### Selected text

□ □ □ □ □ □ □

The following Audit Committee Charter was adopted by the Audit Committee of the Board of Directors and the Board of Directors of Rumble Resources Inc. (the "Company")

Mandate

The primary function of the audit committee (the "Committee") is to assist the Company’s Board of Directors in fulfilling its financial oversight responsibilities by reviewing the financial reports and other financial information provided by the Company to regulatory authorities and shareholders, the Company’s systems of internal controls regarding finance and accounting and the Company’s auditing, accounting and financial reporting processes. Consistent with this function, the Committee will encourage continuous improvement of, and should foster adherence to, the Company’s policies, procedures and practices at all levels. The Committee’s primary duties and responsibilities are to:

  • serve as an independent and objective party to monitor the Company's financial reporting and internal control system and review the Company's financial statements;

  • review and appraise the performance of the Company's external auditors; and

  • provide an open avenue of communication among the Company's auditors, financial and senior management and the Board of Directors.

Composition

The Committee shall be comprised of a minimum three directors as determined by the Board of Directors. If the Company ceases to be a "venture issuer" (as that term is defined in National Instrument 51-102), then all of the members of the Committee shall be free from any relationship that, in the opinion of the Board of Directors, would interfere with the exercise of his or her independent judgment as a member of the Committee.

If the Company ceases to be a "venture issuer" (as that term is defined in National Instrument 51-102), then all members of the Committee shall have accounting or related financial management expertise. All members of the Committee that are not financially literate will work towards becoming financially literate to obtain a working familiarity with basic finance and accounting practices. For the purposes of the Company's Audit Committee Charter, the definition of "financially literate" is the ability to read and understand a set of financial statements that present a breadth and level of complexity of accounting issues that are generally comparable to the breadth and complexity of the issues that can presumably be expected to be raised by the Company's financial statements.

□ □ □ □ □ □ □

### Set tasks
- a) According to the audit committee charter, why should committee members who are not financially literate work toward becoming financially literate? Answer in one to three sentences.
- b) Pick up the audit committee charter after its final sentence and keep writing it.
The material that follows comes from a separate source unrelated to the audit committee charter.

### Available data

□ □ □ □ □ □ □

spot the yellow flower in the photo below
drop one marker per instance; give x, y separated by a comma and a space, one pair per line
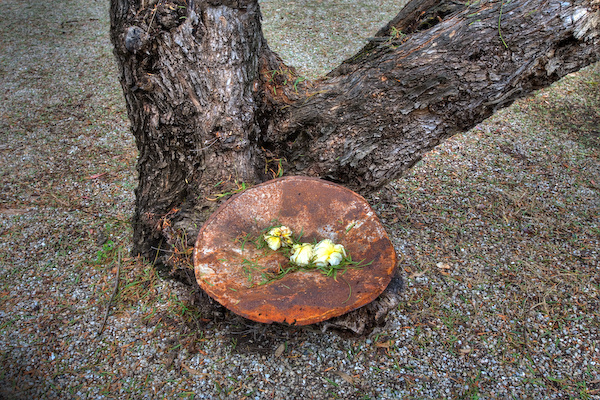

□ □ □ □ □ □ □

### Solved problems
- a) They should do so to gain a working familiarity with basic finance and accounting practices.

- b)
The members of the Committee shall be elected by the Board of Directors at its first meeting following the annual shareholders' meeting. Unless a Chair is elected by the full Board of Directors, the members of the Committee designate a Chair by a majority vote of the full Committee membership.

Meetings

The Committee shall meet a least twice annually, or more frequently as circumstances dictate. As part of its job to foster open communication, the Committee will meet at least annually with the Chief Financial Officer and the external auditors in separate sessions.

Responsibilities and Duties

To fulfill its responsibilities and duties, the Committee shall:

Documents/Reports Review

  • review and update this Audit Committee Charter annually; and

  • review the Company's financial statements, MD&A and any annual and interim earnings press releases before the Company publicly discloses this information and any reports or other financial information (including quarterly financial statements), which are submitted to any governmental body, or to the public, including any certification, report, opinion, or review rendered by the external auditors.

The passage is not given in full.